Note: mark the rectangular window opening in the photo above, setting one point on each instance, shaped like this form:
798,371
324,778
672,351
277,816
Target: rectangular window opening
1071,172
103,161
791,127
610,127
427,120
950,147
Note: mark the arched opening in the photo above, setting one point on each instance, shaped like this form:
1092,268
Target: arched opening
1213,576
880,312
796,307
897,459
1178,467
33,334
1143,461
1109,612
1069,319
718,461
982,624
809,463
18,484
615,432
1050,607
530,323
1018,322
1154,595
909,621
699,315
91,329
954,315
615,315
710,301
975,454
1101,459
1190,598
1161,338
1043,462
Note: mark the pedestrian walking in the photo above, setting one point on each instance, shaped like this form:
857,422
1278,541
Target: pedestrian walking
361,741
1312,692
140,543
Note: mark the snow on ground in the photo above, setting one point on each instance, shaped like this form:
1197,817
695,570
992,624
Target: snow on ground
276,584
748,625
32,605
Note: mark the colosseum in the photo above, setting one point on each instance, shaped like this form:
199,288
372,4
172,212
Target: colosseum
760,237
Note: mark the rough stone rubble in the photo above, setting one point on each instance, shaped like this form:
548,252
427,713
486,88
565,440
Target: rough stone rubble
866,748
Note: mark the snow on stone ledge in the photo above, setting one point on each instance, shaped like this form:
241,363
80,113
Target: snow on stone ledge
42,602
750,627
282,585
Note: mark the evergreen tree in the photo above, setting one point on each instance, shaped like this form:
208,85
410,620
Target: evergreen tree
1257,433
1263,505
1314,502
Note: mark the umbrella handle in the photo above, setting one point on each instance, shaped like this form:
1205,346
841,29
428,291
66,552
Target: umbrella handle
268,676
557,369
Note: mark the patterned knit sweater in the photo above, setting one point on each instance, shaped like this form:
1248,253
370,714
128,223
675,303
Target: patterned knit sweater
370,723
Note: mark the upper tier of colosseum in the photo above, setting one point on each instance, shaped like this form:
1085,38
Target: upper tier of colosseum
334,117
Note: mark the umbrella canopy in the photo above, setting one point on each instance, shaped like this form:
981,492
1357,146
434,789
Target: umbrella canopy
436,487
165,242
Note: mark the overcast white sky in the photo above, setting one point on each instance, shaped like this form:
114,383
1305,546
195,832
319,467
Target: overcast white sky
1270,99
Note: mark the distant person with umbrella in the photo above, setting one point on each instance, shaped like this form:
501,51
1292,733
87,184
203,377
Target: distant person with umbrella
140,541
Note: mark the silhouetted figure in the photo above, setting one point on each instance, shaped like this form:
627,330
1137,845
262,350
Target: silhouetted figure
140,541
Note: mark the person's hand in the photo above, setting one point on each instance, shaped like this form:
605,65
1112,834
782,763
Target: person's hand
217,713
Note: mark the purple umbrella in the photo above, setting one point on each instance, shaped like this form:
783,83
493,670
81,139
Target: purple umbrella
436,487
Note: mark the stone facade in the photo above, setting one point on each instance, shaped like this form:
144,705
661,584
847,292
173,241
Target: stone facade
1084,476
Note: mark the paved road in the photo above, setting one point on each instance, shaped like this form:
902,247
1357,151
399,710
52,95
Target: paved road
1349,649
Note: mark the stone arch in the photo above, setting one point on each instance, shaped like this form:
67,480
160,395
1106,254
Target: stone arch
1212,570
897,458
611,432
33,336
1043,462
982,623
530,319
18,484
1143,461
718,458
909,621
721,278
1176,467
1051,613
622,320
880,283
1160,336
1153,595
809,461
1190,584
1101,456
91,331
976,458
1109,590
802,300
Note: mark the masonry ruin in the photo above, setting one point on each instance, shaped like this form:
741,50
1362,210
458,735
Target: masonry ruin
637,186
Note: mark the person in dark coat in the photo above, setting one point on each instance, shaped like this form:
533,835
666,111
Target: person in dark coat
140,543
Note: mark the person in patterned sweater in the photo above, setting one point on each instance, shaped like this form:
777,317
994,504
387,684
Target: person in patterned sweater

#### [Request]
Convert every line of the listing above into a JSON array of strings, one string per line, and leave out any blank lines.

#### [Solution to this task]
[
  "Note: mark the rectangular window opening in the photo above, setting one point on each instance, shaped like this form:",
  "798,371",
  "324,778",
  "672,351",
  "277,816",
  "Target: rectangular window opening",
  "1071,172",
  "103,161",
  "791,127",
  "610,127",
  "427,120",
  "950,147",
  "Note: mark the arched opening in the photo above, setting one point on each instance, shaped like this form:",
  "1092,268",
  "Target: arched opening",
  "1213,576",
  "880,312",
  "796,307",
  "897,459",
  "1178,467",
  "33,334",
  "1143,461",
  "1109,612",
  "1069,319",
  "718,461",
  "982,624",
  "809,463",
  "18,484",
  "615,432",
  "1050,607",
  "530,323",
  "1018,322",
  "1154,595",
  "909,621",
  "699,315",
  "91,329",
  "954,315",
  "615,315",
  "710,301",
  "975,454",
  "1101,459",
  "1190,598",
  "1161,338",
  "1043,462",
  "Note: mark the pedestrian walking in the photo above, setting one point on each instance, shaped like this form:",
  "857,422",
  "1278,541",
  "Target: pedestrian walking",
  "361,741",
  "1312,692",
  "140,543",
  "Note: mark the snow on ground in the photo above, setting one point on each instance, shaped like this form:",
  "1197,817",
  "695,570",
  "992,624",
  "Target: snow on ground",
  "276,584",
  "748,625",
  "32,605",
  "Note: mark the colosseum in the photo above, setting one point on each instance, shaped like this form:",
  "199,288",
  "372,4",
  "172,212",
  "Target: colosseum",
  "760,237",
  "Note: mark the rough stone rubble in the photo above, setting one point on each instance, shaped like this form:",
  "548,252",
  "427,713",
  "486,88",
  "565,440",
  "Target: rough stone rubble",
  "866,748",
  "Note: mark the snow on stone ledge in the photo above, setting one point on each instance, shaped like this form:",
  "241,363",
  "80,113",
  "Target: snow on stone ledge",
  "42,602",
  "750,627",
  "282,585",
  "Note: mark the evergreen tree in the photo above, setting one point on each instance, shaped like this form:",
  "208,85",
  "410,620",
  "Target: evergreen tree",
  "1257,433",
  "1263,505",
  "1314,502",
  "Note: mark the umbrella handle in the photo above, setting one point on each instance, shaped like this form:",
  "1205,346",
  "841,29",
  "428,291",
  "66,552",
  "Target: umbrella handle",
  "268,676",
  "557,369",
  "Note: mark the patterned knit sweater in the photo above, setting one point on each instance, shaped like this form:",
  "1248,253",
  "370,714",
  "128,223",
  "675,303",
  "Target: patterned knit sweater",
  "370,723",
  "Note: mark the upper tier of colosseum in the photo above, setting one point on each instance, shaped like this form:",
  "1085,38",
  "Target: upper tier of colosseum",
  "334,117",
  "Note: mark the umbrella canopy in the photo above, setting one point on each instance, shaped like this form:",
  "981,492",
  "1357,146",
  "434,789",
  "Target: umbrella canopy",
  "436,487",
  "165,242",
  "Note: mark the overcast white sky in the photo above, setting one point on each instance, shaped like this form:",
  "114,383",
  "1305,546",
  "195,832",
  "319,467",
  "Target: overcast white sky",
  "1270,99",
  "Note: mark the distant person with umbrella in the photo above, setting one point on each instance, shaped like this form:",
  "501,51",
  "1292,733",
  "87,184",
  "203,377",
  "Target: distant person with umbrella",
  "140,541",
  "Note: mark the silhouetted figure in the photo above, setting one point on each instance, shaped like this form:",
  "627,330",
  "1137,845",
  "262,350",
  "Target: silhouetted figure",
  "140,541",
  "Note: mark the person's hand in the photo above, setting one point on each instance, shaped like this form:",
  "605,65",
  "1112,834",
  "782,763",
  "Target: person's hand",
  "217,713",
  "Note: mark the purple umbrella in the photo above, setting one point on each instance, shaped like this form:",
  "783,83",
  "493,670",
  "81,139",
  "Target: purple umbrella",
  "436,487",
  "Note: mark the stone facade in the photo above, setting one point on each instance, shaped like this form:",
  "144,705",
  "661,584",
  "847,292",
  "173,241",
  "Target: stone facade",
  "1084,476",
  "Note: mark the paved road in the photo above, setting one point on each instance, shaped like this form:",
  "902,247",
  "1357,151",
  "399,710",
  "52,95",
  "Target: paved road",
  "1349,649",
  "Note: mark the stone arch in the photo above, setting one point on each instance, shaped like this form:",
  "67,480",
  "160,395",
  "1106,254",
  "Target: stone arch",
  "1212,570",
  "897,458",
  "611,432",
  "33,336",
  "1043,462",
  "982,623",
  "530,319",
  "18,484",
  "1143,461",
  "718,458",
  "909,621",
  "721,278",
  "1176,467",
  "1051,613",
  "622,320",
  "880,283",
  "1160,336",
  "1153,595",
  "809,461",
  "1190,584",
  "1101,456",
  "91,331",
  "976,458",
  "1109,590",
  "802,300",
  "Note: mark the masonry ruin in the photo above, setting one point on each instance, shaped like this form:",
  "741,50",
  "1362,210",
  "458,735",
  "Target: masonry ruin",
  "637,186",
  "Note: mark the person in dark coat in the photo above, setting one point on each instance, shaped like this form:",
  "533,835",
  "666,111",
  "Target: person in dark coat",
  "140,543",
  "Note: mark the person in patterned sweater in the photo above, setting one point on each instance, shaped like this form:",
  "777,317",
  "994,504",
  "387,684",
  "Target: person in patterned sweater"
]